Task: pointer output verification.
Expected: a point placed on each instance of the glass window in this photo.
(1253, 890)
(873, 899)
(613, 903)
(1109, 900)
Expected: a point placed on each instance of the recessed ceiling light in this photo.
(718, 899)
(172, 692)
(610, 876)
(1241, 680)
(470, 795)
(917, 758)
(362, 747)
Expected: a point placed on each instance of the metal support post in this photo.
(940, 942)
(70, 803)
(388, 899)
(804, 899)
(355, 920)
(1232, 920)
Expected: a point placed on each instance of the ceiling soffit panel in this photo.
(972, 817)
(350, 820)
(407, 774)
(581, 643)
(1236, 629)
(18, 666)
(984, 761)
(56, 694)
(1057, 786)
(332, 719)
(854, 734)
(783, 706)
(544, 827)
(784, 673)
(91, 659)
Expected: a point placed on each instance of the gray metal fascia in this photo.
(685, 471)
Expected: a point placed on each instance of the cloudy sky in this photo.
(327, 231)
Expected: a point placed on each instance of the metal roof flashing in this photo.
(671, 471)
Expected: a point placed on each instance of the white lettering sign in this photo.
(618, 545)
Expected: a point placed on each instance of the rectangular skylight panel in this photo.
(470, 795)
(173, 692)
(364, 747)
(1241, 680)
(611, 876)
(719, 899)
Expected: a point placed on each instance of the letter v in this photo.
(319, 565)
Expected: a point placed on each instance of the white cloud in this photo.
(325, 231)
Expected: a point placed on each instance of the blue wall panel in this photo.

########################################

DIRECTIONS
Copy out the material in full, exactly as it reads.

EXPECTED ANSWER
Task: pointer output verification.
Expected: a point placed on each instance of the glass window in this photo.
(1253, 890)
(873, 899)
(613, 903)
(1109, 900)
Expected: a point placed on each instance of the recessed ceiling light in this photo.
(718, 899)
(172, 692)
(610, 876)
(1241, 680)
(470, 795)
(917, 758)
(362, 747)
Expected: a point placed on each instance of the metal support post in this photo.
(940, 942)
(70, 803)
(388, 899)
(804, 899)
(355, 920)
(1232, 920)
Expected: a point placed on each instance of the ceiling soffit panel in this photo.
(972, 817)
(350, 820)
(407, 774)
(581, 643)
(1236, 629)
(18, 666)
(984, 761)
(56, 694)
(1057, 786)
(332, 719)
(854, 734)
(783, 706)
(544, 827)
(784, 673)
(91, 659)
Expected: a point placed on each instance of the gray metal fascia in this photo.
(685, 471)
Expected: a point placed on each instance of the cloudy sky in this photo.
(327, 231)
Expected: a point placed on each instance of the metal roof flashing in this photo.
(671, 471)
Expected: a point placed on each instance of the white lettering sign in this photo.
(618, 545)
Expected: a point placed on each instance of the rectangular skylight panel in this photo.
(470, 795)
(173, 692)
(364, 747)
(1241, 680)
(611, 876)
(719, 899)
Expected: a point placed on each instance of the letter v in this photo.
(319, 565)
Expected: a point placed on each instance of the white cloud in this photo.
(325, 231)
Expected: a point placed on each instance of the blue wall panel in this photo.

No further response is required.